Given exercise -
Pick up the blog post on Amazon EMR after its final line, the GSMA entry in the list of compliance programs, and write the section that comes next.

Selection -
AWS for Industries

FSI Services Spotlight: Featuring Amazon EMR (Amazon EMR)

Welcome back to the Financial Services Industry (FSI) Service Spotlight monthly blog series. Each month we look at five key considerations that FSI customers should focus on to help streamline cloud service approval for one particular service. Each of the five key considerations includes specific guidance, suggested reference architectures, and technical code that can be used to streamline service approval for the featured service. This guidance should be adapted to suit your own specific use case and environment.

This month we are covering Amazon EMR. Amazon EMR (previously called Amazon Elastic MapReduce) is a managed cluster platform that simplifies running big data frameworks, such as Apache Hadoop and Apache Spark, on AWS to process and analyze vast amounts of data. Using these frameworks and related open-source projects, you can process data for analytics purposes and business intelligence workloads. Amazon EMR also lets you transform and move large amounts of data into and out of other AWS data stores and databases, such as Amazon Simple Storage Service (Amazon S3) and Amazon DynamoDB.

Amazon EMR Use Cases in the Financial Services Industry

Bridgewater Associates is the world’s largest hedge fund. Their core mission is to understand how the world works by analyzing the drivers of markets and turning that understanding into high-quality portfolios and investment advice for their clients. Bridgewater uses Amazon EMR in three separate use cases. EMR on Amazon Elastic Kubernetes Service (Amazon EKS) for Spark is used for running distributed large scale financial simulations on top of Peta-scale S3. EMR Trino is used as part of a modernization effort to augment their batch workflows with more real-time analysis of data. Bridgewater has also adopted EMR HBase as part of data intake from external sources which has led to improved durability as HBase on Amazon S3 is used to store the cluster’s HBase root directory and metadata.

Achieving Compliance with Amazon EMR

Amazon EMR is an AWS managed service and third-party auditors regularly assess the security and compliance of it as part of multiple AWS compliance programs. As part of the AWS shared responsibility model, Amazon EMR is in the scope of the following compliance programs.

  • SOC 1,2,3
  • PCI
  • CSA STAR CCM v3.0.1
  • ISO/IEC 27001:2013, 27017:2015, 27018:2019, 27701:2019, 22301:2019, 9001:2015, and CSA STAR CCM v4.0
  • ISMAP
  • FedRAMP (Moderate and High)
  • DoD CC SRG (IL2-IL6)
  • HIPAA
  • IRAP
  • MTCS (Regions: US-East, US-West, Singapore, Seoul)
  • C5
  • K-ISMS
  • ENS High
  • HITRUST CSF
  • FINMA
  • GSMA (Regions: US-East (Ohio) and Europe (Paris))

Extracted material -
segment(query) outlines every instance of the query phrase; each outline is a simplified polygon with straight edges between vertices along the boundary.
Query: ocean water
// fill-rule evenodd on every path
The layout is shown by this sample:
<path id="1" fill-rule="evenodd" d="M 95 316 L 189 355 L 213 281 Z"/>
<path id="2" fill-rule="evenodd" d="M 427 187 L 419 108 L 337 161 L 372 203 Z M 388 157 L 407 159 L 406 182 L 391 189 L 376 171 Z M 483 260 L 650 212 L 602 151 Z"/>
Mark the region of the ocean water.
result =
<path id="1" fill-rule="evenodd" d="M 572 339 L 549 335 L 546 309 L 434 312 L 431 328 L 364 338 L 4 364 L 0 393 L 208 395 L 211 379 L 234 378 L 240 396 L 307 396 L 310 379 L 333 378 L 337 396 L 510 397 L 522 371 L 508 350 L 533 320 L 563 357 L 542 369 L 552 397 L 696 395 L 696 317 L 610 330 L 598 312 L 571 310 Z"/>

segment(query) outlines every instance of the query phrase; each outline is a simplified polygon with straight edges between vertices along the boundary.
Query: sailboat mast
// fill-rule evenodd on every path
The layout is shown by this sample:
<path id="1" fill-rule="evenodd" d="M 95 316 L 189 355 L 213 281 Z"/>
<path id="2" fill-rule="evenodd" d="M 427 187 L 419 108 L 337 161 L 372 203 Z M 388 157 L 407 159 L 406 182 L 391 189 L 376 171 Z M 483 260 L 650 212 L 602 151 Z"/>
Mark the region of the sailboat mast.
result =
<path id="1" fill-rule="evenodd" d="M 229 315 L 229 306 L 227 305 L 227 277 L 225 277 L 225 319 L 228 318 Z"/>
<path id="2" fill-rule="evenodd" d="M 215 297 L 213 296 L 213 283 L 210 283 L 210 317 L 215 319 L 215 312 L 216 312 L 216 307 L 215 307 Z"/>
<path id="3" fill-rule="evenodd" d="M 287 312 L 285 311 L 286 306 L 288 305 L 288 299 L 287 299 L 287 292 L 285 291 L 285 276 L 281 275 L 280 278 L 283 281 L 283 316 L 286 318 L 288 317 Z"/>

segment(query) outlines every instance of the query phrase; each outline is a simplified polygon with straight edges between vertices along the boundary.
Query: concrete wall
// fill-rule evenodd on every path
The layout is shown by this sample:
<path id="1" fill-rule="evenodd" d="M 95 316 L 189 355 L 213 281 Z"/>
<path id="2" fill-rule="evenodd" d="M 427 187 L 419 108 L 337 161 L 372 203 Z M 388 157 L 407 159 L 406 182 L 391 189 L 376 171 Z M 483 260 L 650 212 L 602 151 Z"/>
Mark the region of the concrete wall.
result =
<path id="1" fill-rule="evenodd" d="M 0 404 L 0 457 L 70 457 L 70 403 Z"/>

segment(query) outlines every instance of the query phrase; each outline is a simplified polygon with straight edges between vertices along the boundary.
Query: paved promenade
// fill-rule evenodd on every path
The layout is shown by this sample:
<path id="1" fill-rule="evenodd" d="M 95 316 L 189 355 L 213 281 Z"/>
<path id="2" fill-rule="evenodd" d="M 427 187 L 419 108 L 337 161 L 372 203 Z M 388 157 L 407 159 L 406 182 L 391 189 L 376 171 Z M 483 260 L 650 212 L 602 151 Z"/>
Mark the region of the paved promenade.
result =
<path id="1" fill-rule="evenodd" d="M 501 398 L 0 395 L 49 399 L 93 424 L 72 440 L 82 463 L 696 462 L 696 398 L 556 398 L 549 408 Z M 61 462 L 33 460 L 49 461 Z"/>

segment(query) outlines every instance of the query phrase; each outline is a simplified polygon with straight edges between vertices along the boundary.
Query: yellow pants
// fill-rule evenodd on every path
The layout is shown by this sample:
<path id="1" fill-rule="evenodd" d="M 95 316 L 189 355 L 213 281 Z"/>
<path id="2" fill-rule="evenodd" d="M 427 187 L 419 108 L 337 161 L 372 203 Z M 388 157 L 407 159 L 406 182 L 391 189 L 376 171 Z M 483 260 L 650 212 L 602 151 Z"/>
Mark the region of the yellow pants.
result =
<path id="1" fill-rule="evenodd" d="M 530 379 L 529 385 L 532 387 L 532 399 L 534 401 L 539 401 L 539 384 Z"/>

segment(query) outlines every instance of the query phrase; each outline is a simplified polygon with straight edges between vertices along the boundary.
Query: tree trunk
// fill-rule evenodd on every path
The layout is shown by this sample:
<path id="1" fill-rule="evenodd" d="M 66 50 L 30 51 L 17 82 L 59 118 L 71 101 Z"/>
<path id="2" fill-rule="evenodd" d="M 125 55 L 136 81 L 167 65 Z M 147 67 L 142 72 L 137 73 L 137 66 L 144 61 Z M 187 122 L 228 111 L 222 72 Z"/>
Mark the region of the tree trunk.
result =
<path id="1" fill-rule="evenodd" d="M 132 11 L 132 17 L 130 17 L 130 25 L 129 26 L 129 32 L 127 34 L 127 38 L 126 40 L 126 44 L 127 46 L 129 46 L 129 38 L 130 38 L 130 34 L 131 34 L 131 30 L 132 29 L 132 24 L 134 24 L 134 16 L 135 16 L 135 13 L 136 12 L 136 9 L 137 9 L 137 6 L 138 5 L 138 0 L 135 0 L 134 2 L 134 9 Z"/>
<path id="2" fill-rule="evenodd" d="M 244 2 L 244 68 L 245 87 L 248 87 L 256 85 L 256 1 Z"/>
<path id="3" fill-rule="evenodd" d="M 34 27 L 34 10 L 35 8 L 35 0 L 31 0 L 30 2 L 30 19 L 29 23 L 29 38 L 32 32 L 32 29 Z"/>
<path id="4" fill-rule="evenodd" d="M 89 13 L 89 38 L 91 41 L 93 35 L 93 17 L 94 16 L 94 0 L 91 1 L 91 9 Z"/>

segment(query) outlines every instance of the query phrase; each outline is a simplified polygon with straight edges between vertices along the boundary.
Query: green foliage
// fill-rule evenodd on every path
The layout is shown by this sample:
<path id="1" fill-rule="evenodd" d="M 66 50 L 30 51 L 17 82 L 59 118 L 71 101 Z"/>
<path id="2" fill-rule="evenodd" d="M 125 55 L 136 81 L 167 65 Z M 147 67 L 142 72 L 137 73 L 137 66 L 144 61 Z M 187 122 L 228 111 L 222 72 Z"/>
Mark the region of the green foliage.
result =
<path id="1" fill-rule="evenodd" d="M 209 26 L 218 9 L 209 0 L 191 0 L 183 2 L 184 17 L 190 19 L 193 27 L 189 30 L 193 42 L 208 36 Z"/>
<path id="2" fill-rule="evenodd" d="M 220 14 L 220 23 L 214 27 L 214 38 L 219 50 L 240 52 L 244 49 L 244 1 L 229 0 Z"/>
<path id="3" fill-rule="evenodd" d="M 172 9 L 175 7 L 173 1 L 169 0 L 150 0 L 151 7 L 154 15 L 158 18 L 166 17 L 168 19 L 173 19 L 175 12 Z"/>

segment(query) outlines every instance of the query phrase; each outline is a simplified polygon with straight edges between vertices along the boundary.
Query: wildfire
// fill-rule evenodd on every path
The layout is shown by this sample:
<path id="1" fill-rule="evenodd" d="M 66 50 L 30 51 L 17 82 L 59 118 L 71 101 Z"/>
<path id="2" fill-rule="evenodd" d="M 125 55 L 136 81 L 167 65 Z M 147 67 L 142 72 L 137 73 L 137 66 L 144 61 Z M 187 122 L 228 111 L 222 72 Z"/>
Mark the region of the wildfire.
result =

Final result -
  • PiTuKri
  • CCCS Medium
  • IAR
  • DESC CSP

You can obtain corresponding compliance reports under an AWS non-disclosure agreement (NDA) through AWS Artifact. It is important to understand that Amazon EMR compliance status does not automatically apply to applications that you run in the AWS Cloud. You need to ensure that your use of AWS services complies with the standards.

Your scope of the shared responsibility model when using Amazon EMR is determined by the sensitivity of your data, your organization’s compliance objectives, and applicable laws and regulations. If your use of Amazon EMR is subject to compliance with standards like HIPAA, PCI, or FedRAMP, AWS provides resources to help.

Data Protection with Amazon EMR

At AWS, we recommend that encryption is applied to complement other access controls that are already in place. Data protection refers to protecting data while in-transit and at rest. You can protect data in transit using Secure Socket Layer/Transport Layer Security (SSL/TLS) or client-side encryption.

With Amazon EMR versions 4.8.0 and later, you can use a security configuration to specify settings for encrypting data at rest, data in transit, or both. When you enable at-rest data encryption, you can choose to encrypt EMRFS data in Amazon S3, data in local disks, or both. Each security configuration that you create is stored in Amazon EMR rather than in the cluster configuration, so you can easily reuse a configuration to specify data encryption settings whenever you create a cluster. For more information, see Create a security configuration.

The following diagram shows the different data encryption options available with security configurations.

The following encryption options are also available and are not configured using a security configuration:

Beginning with Amazon EMR version 5.24.0, you can use a security configuration option to encrypt EBS root device and storage volumes when you specify AWS Key Management Service (AWS KMS) as your key provider. For more information, see Local disk encryption.

Data encryption requires keys and certificates. A security configuration gives you the flexibility to choose from several options, including keys managed by AWS Key Management Service, keys managed by Amazon S3, and keys and certificates from custom providers that you supply. When using AWS KMS as your key provider, charges apply for the storage and use of encryption keys. For more information, see AWS KMS pricing.

Before you specify encryption options, decide on the key and certificate management systems you want to use, so you can first create the keys and certificates or the custom providers that you specify as part of encryption settings.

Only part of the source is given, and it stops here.